(Collected data)
----------------

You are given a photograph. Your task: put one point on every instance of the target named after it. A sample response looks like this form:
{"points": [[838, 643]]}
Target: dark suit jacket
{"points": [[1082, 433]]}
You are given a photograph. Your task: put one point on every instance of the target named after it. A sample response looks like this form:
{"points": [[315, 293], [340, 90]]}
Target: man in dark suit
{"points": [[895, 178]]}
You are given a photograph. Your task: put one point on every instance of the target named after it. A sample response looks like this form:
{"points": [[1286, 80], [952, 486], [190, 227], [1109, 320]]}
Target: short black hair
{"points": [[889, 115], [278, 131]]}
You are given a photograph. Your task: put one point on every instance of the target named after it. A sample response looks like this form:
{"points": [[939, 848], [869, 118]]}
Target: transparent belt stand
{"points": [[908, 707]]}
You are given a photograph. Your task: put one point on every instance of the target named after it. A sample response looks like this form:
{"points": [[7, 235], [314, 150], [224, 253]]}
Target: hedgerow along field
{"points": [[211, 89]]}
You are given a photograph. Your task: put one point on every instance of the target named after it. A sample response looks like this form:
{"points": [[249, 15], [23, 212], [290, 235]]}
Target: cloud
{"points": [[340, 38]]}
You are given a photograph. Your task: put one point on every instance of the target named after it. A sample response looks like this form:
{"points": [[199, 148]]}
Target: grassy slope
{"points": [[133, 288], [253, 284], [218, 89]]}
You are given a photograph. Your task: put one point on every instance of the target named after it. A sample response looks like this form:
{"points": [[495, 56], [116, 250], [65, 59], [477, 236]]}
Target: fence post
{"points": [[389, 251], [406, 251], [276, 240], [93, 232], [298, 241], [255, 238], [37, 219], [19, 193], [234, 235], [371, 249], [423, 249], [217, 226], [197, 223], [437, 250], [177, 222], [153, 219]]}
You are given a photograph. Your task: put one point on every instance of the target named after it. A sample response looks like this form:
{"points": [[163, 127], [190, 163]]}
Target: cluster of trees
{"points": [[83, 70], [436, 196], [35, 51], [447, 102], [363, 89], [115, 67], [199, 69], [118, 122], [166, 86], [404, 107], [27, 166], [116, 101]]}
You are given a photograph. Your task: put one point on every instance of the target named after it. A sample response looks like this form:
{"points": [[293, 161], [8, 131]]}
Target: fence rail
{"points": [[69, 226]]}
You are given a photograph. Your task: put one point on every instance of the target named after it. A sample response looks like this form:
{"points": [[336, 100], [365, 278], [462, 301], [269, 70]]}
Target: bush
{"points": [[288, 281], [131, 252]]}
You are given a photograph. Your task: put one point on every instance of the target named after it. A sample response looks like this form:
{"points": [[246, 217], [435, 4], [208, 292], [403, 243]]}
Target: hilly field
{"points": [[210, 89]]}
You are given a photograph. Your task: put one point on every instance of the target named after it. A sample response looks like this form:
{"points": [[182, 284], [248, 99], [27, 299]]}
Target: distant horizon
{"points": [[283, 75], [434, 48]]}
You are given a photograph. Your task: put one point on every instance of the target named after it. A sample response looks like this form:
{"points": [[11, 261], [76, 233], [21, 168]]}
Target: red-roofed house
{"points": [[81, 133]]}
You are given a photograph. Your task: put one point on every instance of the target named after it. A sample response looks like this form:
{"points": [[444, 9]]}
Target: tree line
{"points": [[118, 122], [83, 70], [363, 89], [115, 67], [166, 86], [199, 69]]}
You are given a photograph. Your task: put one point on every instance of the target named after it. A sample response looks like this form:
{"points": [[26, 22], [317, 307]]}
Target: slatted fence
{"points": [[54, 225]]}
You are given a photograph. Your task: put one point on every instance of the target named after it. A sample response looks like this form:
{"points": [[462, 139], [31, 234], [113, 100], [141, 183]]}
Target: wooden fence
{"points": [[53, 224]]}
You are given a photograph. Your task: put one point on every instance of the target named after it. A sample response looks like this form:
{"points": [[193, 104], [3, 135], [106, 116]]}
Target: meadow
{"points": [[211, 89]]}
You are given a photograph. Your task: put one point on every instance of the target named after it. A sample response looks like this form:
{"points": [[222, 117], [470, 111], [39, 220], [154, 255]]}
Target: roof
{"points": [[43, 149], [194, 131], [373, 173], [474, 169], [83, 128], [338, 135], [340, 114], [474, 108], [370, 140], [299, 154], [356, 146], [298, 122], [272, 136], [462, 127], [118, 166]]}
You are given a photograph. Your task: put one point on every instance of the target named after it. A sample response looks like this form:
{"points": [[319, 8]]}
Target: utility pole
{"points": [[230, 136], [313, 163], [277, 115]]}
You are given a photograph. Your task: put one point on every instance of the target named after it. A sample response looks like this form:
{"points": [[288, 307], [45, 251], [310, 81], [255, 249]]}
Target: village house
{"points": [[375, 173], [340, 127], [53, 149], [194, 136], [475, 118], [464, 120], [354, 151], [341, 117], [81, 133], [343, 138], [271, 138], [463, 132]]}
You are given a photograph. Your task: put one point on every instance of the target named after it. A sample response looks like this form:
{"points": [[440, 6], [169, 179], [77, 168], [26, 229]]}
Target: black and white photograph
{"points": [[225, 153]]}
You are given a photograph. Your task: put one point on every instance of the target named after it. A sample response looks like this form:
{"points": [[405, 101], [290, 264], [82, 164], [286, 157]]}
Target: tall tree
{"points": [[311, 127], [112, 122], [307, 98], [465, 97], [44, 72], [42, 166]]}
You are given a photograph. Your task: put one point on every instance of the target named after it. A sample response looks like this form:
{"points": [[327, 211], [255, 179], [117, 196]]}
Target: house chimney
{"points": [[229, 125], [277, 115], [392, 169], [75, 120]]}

----------------

▶ **TASK DETAILS**: Repeat all of the entries exactly.

▶ **COMPLETE RESPONSE**:
You are given a photograph. Your task: put one point on every instance of the target named after it. A sample response looks like this form:
{"points": [[838, 643]]}
Target: dark suit jacket
{"points": [[1082, 433]]}
You are given a photograph. Your task: put one point on every instance of the target named after it. A sample response looks like this form:
{"points": [[315, 293], [340, 90]]}
Target: man in dark suit
{"points": [[895, 178]]}
You are given a photograph. Your task: put one point on every instance of the target named after it. A sample response looks like this form:
{"points": [[1286, 80], [952, 486], [190, 227], [1109, 320]]}
Target: short black hair
{"points": [[889, 115], [278, 131]]}
You are given a photograph. Your task: put one point on every instance of the target named after it. A sample response looks like this form:
{"points": [[939, 848], [869, 118]]}
Target: transparent belt stand
{"points": [[908, 707]]}
You are given a photograph. Your task: put one point on every instance of the target named after it. A sample response looks like this form:
{"points": [[7, 235], [314, 150], [224, 253]]}
Target: hedgerow along field
{"points": [[211, 89]]}
You are given a photograph. Your task: put one point on every instance of the target named after it. A sample response looks like this form:
{"points": [[249, 15], [23, 212], [290, 235]]}
Target: cloud
{"points": [[340, 38]]}
You are given a photograph. Your task: put one point on every instance of the target named after it. A sample response looks like this form:
{"points": [[199, 148]]}
Target: grassy slope
{"points": [[133, 288], [253, 284], [218, 89]]}
You are given a photograph. Your task: put one point on every instance of the target named after it. A sample response looks like this form:
{"points": [[495, 56], [116, 250], [65, 59], [477, 236]]}
Target: fence post
{"points": [[389, 251], [406, 251], [276, 240], [93, 232], [298, 241], [255, 238], [37, 219], [19, 193], [234, 235], [371, 249], [423, 249], [217, 226], [197, 223], [437, 250], [177, 222], [153, 219]]}
You are given a photograph. Your task: put one point on every instance of the target named after it. A sample response looks like this form:
{"points": [[163, 127], [190, 163]]}
Target: cluster of trees
{"points": [[83, 70], [436, 196], [35, 51], [447, 102], [363, 89], [115, 67], [199, 69], [118, 122], [166, 86], [404, 107], [27, 166], [116, 101]]}
You are given a photograph. Your task: put one point on every instance of the target named after it. A sample response looks like this form:
{"points": [[293, 161], [8, 131]]}
Target: fence rail
{"points": [[69, 226]]}
You are given a photograph. Your task: put one point on every instance of the target named after it. A sample response looks like this form:
{"points": [[336, 100], [365, 278], [462, 301], [269, 70]]}
Target: bush
{"points": [[288, 281], [131, 252]]}
You are given a photograph. Your task: put one point on every instance of the target named after it. A sample response looks like this form:
{"points": [[246, 217], [435, 4], [208, 292], [403, 243]]}
Target: hilly field
{"points": [[210, 89]]}
You are given a photograph. Your task: put one point on every instance of the target named after it. A sample response looks like this form:
{"points": [[182, 284], [248, 99], [27, 299]]}
Target: distant horizon
{"points": [[283, 75], [434, 48]]}
You are given a photograph. Your task: put one point on every instance of the target named after it. A sample response looks like this form:
{"points": [[11, 261], [76, 233], [21, 168]]}
Target: red-roofed house
{"points": [[81, 133]]}
You are given a photograph. Your task: put one point on every instance of the target named after it. A sample response looks like this form:
{"points": [[444, 9]]}
Target: tree line
{"points": [[118, 122], [83, 70], [363, 89], [115, 67], [166, 86], [199, 69]]}
You are given a photograph. Your task: put one point on every instance of the target named after it. A sample response looks like this form:
{"points": [[26, 22], [317, 307]]}
Target: slatted fence
{"points": [[54, 225]]}
You are given a photograph. Your task: put one point on every instance of the target named after it. A sample response looks like this form:
{"points": [[462, 139], [31, 234], [113, 100], [141, 183]]}
Target: wooden fence
{"points": [[53, 224]]}
You are given a photograph. Your task: put one point on every instance of the target named after it. A sample response looks like this form:
{"points": [[193, 104], [3, 135], [106, 116]]}
Target: meadow
{"points": [[211, 89]]}
You are given a photograph. Your task: put one point on every instance of the target named after it. A sample response looks like this form:
{"points": [[222, 117], [470, 111], [39, 220], [154, 255]]}
Target: roof
{"points": [[43, 149], [194, 131], [373, 173], [474, 169], [83, 128], [338, 135], [340, 114], [474, 108], [370, 140], [299, 154], [356, 146], [298, 122], [272, 136], [462, 127], [118, 166]]}
You are given a photograph. Your task: put one point on every instance of the target named after it. A sample response looks like this form:
{"points": [[319, 8]]}
Target: utility pole
{"points": [[230, 136], [313, 163], [277, 115]]}
You are given a photograph. Your task: put one point on every instance of the target named after it. A sample response looks like this form:
{"points": [[288, 307], [45, 251], [310, 81], [255, 249]]}
Target: village house
{"points": [[375, 173], [340, 127], [53, 149], [194, 136], [475, 118], [464, 120], [354, 151], [341, 117], [81, 133], [343, 138], [271, 138], [463, 132]]}
You are given a photograph. Your task: put one point on every instance of the target named after it. A sample response looks like this form:
{"points": [[440, 6], [169, 179], [77, 168], [26, 229]]}
Target: black and white photograph
{"points": [[225, 153]]}
You are given a photograph. Your task: put one point on every instance of the target named after it. A sample response looks like this form:
{"points": [[405, 101], [290, 264], [82, 164], [286, 157]]}
Target: tall tree
{"points": [[311, 127], [112, 122], [307, 98], [465, 97], [44, 72], [42, 166]]}
You are given a photograph. Your task: put one point on every instance of the target named after it. A sample response looks like this form:
{"points": [[327, 211], [255, 179], [117, 196]]}
Target: house chimney
{"points": [[229, 125], [277, 115], [392, 169], [75, 120]]}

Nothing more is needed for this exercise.